• _Try it_:
Continue the text on academic hiring committees from the point where it stops.
:: Given text ::
These requirements burden already time-burdened scholars, ones who are also teaching, grading, researching, and taking care of themselves and loved ones. In order to respect their time, hiring committees could streamline the application process, requiring fewer documents for the first round or make it similar to medical school or psychological internship matching systems that require one application and meet the needs of individuals and institutions simultaneously. Using out-of-date portals that require applicants to fill in information when the CV has all necessary documentation also wastes hours and benefits no one. At the interview stage, committees should allow for alternative formats (phone rather than video). Committees should also give clear expectations such as interview questions and interviewer information so applicants can prepare adequately. Work with the Human Resources department to implement time-saving strategies for both the applicant and the committee.
Search committee members know they have the advantage in hiring. The job market as it is allows them to demand great flexibility of applicants. On one occasion, a search committee asked me if I could fly out for an on-campus interview the next week. Another asked me, while knowing I was at the doctor for flu-like symptoms, if I could interview later that morning. Two expected me to reschedule or cancel the night classes I taught so that I could go to dinner with faculty. No one asked me if I had needs during the day, such as pumping or praying, that required schedule accommodations. Surely if I was interested in the position I would drop everything! (I did.)
Now that COVID has changed everything, flexibility can be even more difficult and should be demonstrated by hiring committees rather than just applicants. Rather than expect applicants to be available within a week of notice, timelines should be posted from the beginning so any applicant knows what to anticipate and can plan accordingly. Being flexible on the part of the committee may involve night or weekend time slots to cater to applicants who have other jobs or caregiving responsibilities. Additionally, all committees should be proactive in accommodating potential faculty members who have disabilities.
:::
:: Recorded information ::
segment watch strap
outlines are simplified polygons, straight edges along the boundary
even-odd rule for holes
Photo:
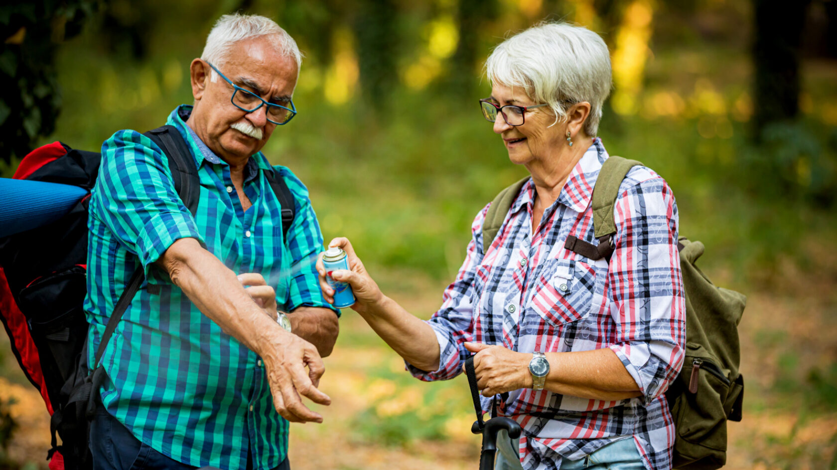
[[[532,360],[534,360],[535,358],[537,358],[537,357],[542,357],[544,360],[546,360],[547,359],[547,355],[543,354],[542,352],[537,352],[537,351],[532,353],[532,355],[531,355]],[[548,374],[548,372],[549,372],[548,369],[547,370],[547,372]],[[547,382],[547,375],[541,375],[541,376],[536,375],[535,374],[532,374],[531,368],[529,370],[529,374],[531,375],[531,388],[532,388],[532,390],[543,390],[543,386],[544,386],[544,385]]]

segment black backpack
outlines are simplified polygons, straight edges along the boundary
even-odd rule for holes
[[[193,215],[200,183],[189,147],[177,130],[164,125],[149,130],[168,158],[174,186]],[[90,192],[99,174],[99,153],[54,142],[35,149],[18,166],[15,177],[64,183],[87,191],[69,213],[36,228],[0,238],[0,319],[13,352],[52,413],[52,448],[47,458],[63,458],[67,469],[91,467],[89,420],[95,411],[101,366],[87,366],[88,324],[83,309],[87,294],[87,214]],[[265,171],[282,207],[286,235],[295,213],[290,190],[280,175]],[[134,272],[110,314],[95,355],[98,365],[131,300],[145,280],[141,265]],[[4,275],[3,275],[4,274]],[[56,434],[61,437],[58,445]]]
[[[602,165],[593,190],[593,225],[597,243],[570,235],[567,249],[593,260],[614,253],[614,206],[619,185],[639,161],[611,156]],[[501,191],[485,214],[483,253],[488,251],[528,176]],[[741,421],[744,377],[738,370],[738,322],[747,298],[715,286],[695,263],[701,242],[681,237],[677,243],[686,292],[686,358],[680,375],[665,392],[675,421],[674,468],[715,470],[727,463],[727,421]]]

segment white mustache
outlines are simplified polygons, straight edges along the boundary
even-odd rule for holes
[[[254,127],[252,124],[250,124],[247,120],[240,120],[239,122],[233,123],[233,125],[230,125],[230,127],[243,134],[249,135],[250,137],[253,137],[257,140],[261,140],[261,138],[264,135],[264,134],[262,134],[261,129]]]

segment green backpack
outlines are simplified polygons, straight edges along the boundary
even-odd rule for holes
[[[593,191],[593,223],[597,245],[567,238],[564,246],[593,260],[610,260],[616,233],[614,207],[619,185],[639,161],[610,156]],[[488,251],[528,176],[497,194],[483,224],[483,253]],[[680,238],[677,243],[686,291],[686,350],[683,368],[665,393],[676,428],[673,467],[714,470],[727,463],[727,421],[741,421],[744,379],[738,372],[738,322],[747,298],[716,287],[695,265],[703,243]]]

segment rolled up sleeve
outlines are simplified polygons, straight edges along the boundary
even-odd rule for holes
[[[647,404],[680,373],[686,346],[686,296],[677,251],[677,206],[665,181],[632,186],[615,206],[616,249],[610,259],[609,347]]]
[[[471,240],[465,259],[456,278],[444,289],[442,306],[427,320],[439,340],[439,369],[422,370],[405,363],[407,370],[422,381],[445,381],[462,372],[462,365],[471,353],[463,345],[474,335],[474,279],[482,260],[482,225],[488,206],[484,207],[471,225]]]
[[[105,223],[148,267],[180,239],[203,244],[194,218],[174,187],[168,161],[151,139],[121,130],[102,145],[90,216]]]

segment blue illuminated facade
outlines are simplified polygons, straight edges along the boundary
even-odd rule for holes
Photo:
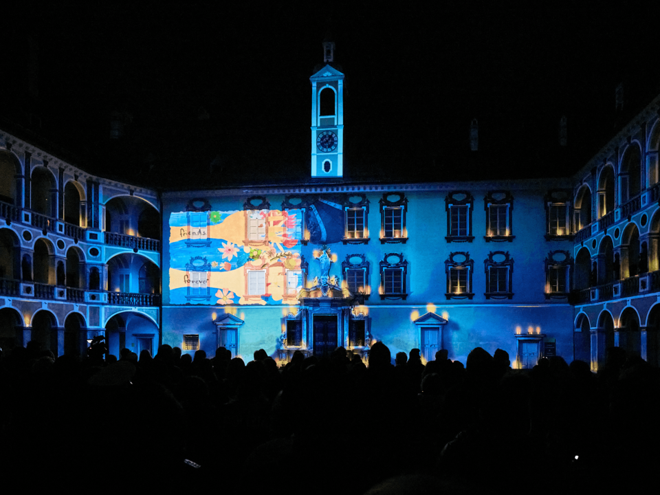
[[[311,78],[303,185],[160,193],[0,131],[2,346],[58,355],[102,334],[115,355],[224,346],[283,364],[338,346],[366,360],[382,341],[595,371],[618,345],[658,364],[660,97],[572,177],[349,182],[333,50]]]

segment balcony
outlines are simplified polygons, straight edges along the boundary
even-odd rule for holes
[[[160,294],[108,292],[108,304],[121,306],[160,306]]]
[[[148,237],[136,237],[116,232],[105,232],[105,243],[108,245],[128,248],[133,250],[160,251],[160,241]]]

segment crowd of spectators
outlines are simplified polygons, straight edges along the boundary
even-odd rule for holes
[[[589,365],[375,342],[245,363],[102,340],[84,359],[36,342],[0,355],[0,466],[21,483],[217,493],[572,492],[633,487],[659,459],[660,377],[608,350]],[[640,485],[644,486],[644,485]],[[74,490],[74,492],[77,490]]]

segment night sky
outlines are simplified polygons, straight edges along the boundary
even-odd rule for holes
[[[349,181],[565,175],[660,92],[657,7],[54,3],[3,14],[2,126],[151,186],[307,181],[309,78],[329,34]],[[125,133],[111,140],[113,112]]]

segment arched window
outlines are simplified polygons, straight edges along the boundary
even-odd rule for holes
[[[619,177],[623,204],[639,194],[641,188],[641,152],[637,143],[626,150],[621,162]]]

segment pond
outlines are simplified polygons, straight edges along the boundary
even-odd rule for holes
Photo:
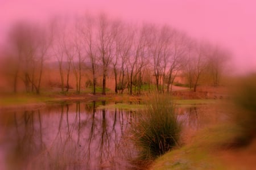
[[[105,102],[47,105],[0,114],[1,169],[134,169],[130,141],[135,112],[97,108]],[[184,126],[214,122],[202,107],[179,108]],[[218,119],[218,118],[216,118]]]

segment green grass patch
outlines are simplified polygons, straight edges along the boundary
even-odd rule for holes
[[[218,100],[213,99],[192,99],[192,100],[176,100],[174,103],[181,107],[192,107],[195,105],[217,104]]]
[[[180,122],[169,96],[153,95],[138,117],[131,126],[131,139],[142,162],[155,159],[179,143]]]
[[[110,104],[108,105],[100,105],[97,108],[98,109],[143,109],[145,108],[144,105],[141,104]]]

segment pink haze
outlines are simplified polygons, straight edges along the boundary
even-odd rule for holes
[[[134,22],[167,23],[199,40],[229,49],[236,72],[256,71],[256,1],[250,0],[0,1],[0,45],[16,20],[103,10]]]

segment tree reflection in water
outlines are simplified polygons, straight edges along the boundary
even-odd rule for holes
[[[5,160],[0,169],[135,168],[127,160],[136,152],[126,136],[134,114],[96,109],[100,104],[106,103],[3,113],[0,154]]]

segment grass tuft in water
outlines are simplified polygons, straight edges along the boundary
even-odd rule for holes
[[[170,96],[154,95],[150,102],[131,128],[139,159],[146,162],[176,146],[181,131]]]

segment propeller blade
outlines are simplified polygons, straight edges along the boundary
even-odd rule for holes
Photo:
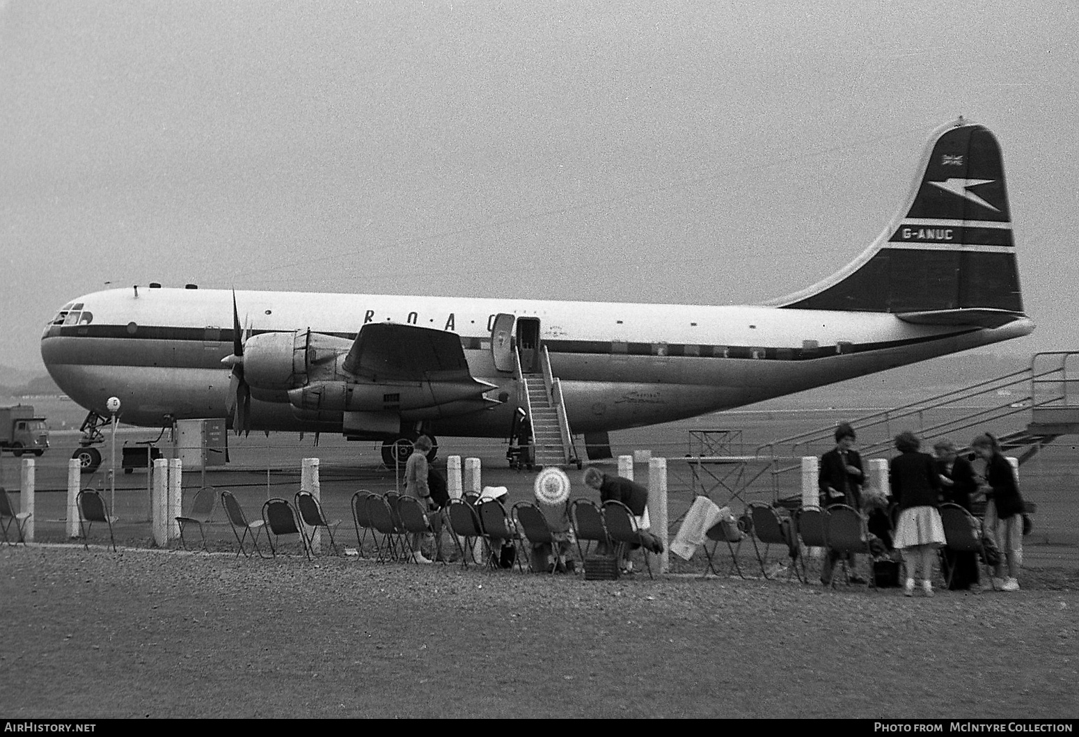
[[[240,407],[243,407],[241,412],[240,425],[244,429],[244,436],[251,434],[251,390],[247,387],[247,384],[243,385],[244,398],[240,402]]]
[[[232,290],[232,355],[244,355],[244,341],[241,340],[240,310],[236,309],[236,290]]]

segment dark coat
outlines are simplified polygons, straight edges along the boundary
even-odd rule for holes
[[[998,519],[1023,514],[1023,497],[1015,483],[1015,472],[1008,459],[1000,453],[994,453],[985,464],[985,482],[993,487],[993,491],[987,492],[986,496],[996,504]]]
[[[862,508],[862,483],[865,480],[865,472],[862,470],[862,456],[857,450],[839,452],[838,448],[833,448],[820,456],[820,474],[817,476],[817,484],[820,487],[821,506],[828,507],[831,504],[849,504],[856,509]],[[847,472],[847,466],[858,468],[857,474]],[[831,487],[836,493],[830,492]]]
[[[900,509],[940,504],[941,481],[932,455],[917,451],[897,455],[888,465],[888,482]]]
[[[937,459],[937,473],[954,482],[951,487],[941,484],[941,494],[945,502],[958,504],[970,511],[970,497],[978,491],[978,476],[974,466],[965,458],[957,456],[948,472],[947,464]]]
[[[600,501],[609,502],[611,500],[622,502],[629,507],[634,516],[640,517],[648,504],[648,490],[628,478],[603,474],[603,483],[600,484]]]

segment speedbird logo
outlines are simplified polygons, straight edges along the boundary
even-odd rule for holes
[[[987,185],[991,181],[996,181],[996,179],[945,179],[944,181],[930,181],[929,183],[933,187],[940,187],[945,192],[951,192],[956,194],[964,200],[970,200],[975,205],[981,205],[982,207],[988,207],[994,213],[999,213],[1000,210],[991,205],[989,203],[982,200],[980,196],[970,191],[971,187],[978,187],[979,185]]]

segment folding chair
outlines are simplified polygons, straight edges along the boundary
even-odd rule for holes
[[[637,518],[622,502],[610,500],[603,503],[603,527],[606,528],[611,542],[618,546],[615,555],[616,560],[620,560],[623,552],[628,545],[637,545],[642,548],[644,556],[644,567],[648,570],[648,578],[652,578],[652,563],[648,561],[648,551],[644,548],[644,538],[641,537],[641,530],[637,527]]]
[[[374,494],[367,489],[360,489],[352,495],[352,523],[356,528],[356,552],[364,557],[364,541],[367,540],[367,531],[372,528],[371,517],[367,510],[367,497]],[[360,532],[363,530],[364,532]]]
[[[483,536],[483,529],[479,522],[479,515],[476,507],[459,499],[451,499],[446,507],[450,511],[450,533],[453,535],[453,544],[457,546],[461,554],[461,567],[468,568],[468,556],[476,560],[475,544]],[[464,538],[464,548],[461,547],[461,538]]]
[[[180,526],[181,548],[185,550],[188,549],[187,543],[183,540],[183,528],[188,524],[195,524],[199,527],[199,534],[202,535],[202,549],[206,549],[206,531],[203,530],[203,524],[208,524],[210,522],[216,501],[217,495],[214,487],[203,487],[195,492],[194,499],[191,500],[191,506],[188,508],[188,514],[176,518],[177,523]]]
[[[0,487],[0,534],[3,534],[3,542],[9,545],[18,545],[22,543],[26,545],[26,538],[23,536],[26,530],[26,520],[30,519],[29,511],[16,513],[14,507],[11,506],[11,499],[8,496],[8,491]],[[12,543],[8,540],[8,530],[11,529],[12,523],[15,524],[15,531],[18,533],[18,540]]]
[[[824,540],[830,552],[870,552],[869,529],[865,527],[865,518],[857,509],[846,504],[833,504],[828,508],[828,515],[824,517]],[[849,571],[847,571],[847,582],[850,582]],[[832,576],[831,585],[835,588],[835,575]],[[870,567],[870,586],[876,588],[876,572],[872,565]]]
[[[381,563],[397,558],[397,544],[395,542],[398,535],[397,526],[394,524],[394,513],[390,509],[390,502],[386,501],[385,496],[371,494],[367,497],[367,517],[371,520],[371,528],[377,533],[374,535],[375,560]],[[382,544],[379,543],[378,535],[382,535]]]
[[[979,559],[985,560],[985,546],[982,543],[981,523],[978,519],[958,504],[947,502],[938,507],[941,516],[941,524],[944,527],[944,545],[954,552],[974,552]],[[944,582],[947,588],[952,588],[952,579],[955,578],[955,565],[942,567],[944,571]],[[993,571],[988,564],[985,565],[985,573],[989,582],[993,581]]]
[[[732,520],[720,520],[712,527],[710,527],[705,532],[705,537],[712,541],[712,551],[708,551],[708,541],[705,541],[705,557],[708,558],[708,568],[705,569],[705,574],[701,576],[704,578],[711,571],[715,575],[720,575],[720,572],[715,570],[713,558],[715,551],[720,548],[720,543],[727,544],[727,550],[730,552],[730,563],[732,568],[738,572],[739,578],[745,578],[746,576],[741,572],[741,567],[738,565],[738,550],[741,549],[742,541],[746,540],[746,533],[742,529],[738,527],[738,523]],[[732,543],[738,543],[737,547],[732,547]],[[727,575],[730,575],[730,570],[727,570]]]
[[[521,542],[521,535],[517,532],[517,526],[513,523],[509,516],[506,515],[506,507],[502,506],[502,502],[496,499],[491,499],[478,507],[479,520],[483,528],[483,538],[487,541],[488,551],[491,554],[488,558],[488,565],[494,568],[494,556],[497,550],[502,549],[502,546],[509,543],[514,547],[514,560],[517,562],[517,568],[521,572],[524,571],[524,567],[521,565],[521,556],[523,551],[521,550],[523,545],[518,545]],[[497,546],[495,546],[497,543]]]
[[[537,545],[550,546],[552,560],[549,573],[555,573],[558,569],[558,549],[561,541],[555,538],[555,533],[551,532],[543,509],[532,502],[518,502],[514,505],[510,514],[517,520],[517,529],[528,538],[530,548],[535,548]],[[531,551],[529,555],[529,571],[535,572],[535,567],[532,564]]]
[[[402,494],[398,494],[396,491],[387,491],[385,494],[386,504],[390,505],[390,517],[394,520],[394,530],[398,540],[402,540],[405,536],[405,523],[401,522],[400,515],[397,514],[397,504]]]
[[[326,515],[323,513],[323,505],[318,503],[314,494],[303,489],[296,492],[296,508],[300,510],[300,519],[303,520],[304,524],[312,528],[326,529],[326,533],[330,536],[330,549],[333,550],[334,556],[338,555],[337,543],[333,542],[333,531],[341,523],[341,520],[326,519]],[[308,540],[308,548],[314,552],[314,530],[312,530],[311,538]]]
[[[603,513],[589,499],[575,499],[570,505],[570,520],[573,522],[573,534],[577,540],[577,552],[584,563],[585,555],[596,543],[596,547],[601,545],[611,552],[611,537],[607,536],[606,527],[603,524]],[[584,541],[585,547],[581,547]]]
:::
• _Answer for this exercise_:
Finally, money was a large, unspoken barrier. None of the institutions paid for my flight, food, or incidentals in advance. None even offered. I drove to one of the campus interviews, and there was no mention of covering gas or meals. I had to buy internet to teach in my hotel room, which was an unexpected and non-reimbursed cost. As a first-generation and low-income student, I had no idea what was “normal” and felt the need to pretend in case my money questions would be seen as bothersome.
Even before this recession, doctoral student financial issues were well-documented and students continue to face financial difficulties during COVID-19 as well. Hiring committees should take care to avoid adding any up-front expense for an applicant. Because of the pandemic, travel is currently limited, making this issue avoidable. However, hiring committees should not revert back to the typical ways of hiring once travel is safe. While there are undoubtedly benefits to having applicants attend and interview at certain conferences or interact with different aspects of campus, there are creative ways to recreate this experience virtually. Maintaining virtual applications can be one way hiring committees seek to alleviate financial concerns of the applicants during a pandemic and after it is gone.
Of course, there were more privileges that allowed me to participate in this search circus. Institutions should identify other areas of weakness and continually address the needs of applicants, especially as the pandemic continues to change the higher education landscape.
Dr. Rachel Renbarger is a postdoctoral research associate at Duke University.